* PARTS OF THE EXERCISE *
1. In the football concussion article below, rewrite the paragraph beginning "Concern over head injuries" as a short bulleted list that keeps its main facts.
2. Pick up the football concussion article below where it stops and write what comes next.

══ EXTRACT TO READ ══

The sophomore quarterback “couldn’t see straight,” so he called timeout, went to the sidelines and took off his helmet.
“I knew after it happened I wasn’t in the right state, and it wasn’t that hard of a hit, either,” Laffoon said. “It was the shock of the way I hit the ground. I had to stop playing after that.”
Grove City reported for preseason camp earlier this month, but Laffoon wasn’t there, holding to his September 2017 retirement from football.
The former Penn-Trafford star suffered his first diagnosed concussion as a Grove City freshman, taking a hit under the chin as he looked for an open receiver downfield.
“That one I don’t remember,” he said. “I just remember kind of snapping back into it in the locker room.”
Laffoon talked to his parents before the 2017 season about giving up the sport if he suffered another concussion. It came in the season opener, and Laffoon announced his retirement shortly afterward.
Parents more cautious
Concern over head injuries led former Wisconsin and San Francisco 49ers linebacker Chris Borland to retire in March 2015 after just one NFL season. After watching the movie “Concussion,” former Mars star John Castello decided to turn down FCS football offers in favor of playing basketball at Shippensburg.
Brozeski, Morgan and Skiba said they hear from parents concerned about head injuries, which in turn is having an impact on turnout.
“There’s been so much media attention and so much everybody talking about it, and I think parents understand they don’t want to put their kid in that situation,” Skiba said. “I think they see, is this going to pan out, is football going to be the step they need to take to get a kid into college? If not, why put your kid in that position?”
But the coaches see positives. Morgan said helmets are much improved from when he played, and coaches are emphasizing less contact in practices and better tackling techniques.

═══
══ INFORMATION SUPPLIED ══

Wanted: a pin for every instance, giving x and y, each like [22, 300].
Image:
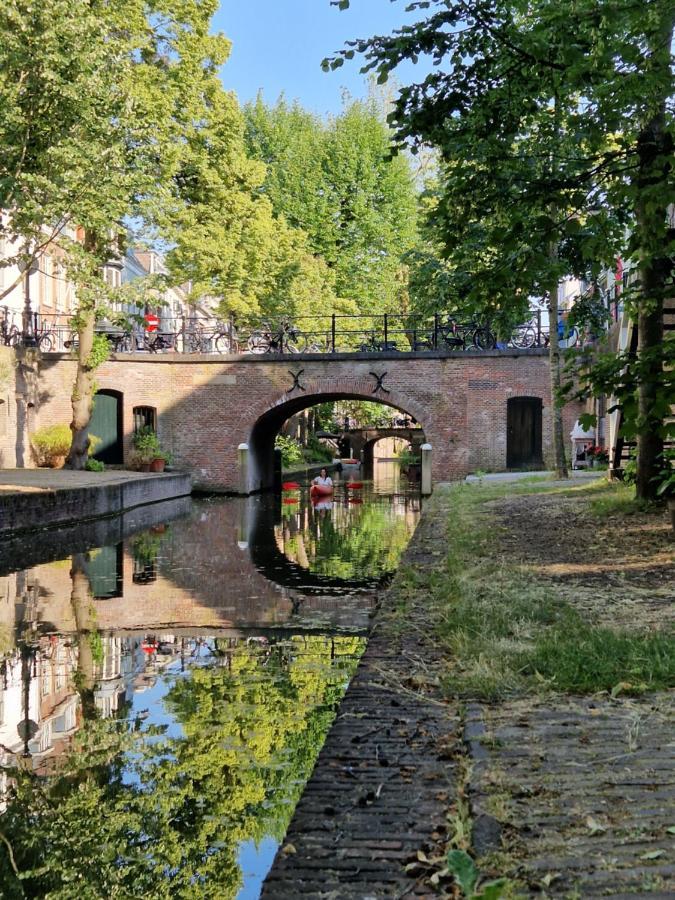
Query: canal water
[167, 679]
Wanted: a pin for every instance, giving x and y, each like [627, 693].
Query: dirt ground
[616, 568]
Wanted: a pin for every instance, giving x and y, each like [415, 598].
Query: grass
[507, 632]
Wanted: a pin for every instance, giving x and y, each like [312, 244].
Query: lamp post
[27, 315]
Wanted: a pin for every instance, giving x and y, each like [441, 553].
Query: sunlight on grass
[506, 632]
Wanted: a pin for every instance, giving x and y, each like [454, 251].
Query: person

═══

* LIST OF ANSWERS *
1.
- Chris Borland, a former Wisconsin and San Francisco 49ers linebacker, retired in March 2015 after only one NFL season because of concern over head injuries.
- John Castello, a former Mars star, watched the movie "Concussion" and then turned down FCS football offers to play basketball at Shippensburg.

2.
“They make sure you’re safe, making sure we get our head up when we’re tackling,” Norwin senior safety Jayvon Thrift said. “That’s probably one of the main goals they’re trying to do: Get our head up and make sure we have a nice base, so we secure the tackle and be able to get them to the floor hard and also at the same time safe.”
The Ivy League banned tackling in practice in 2016. In the WPIAL, teams didn’t put on pads and weren’t allowed full contact until training camp began Aug. 13.
Expert: Still OK to play
Still, it’s hard to avoid injuries in a full-contact sport such as football.
“Linemen, every play you’re hitting,” Morgan said. “It doesn’t matter if you’re offensive or defensive lineman, you’re hitting. You can’t avoid it, there’s going to be head-to-head contact at some point in the majority of your plays. Linebackers hit hard, running backs hit hard, so those are major collisions. Receivers going over the middle, there’s major collisions. It’s some stuff you can’t avoid.”
Morgan believes, however, that football can have a positive impact on players’ lives, and he’d like to see those qualities emphasized more. Brozeski, a former player at IUP, has four daughters, but he said he’d have “no doubt” about letting a hypothetical son play.
Collins said the increased knowledge surrounding concussion treatments leaves him confident that, provided players receive effective, timely management and treatment of their condition, and they don’t return until ready, he feels “very comfortable” about them playing football or any other sport.
“We don’t ever want to see a kid have a concussion, clearly,” Collins said. “But the reality is if it does occur, the great, great, great majority of the time we can treat them and get them back to the sport they love.”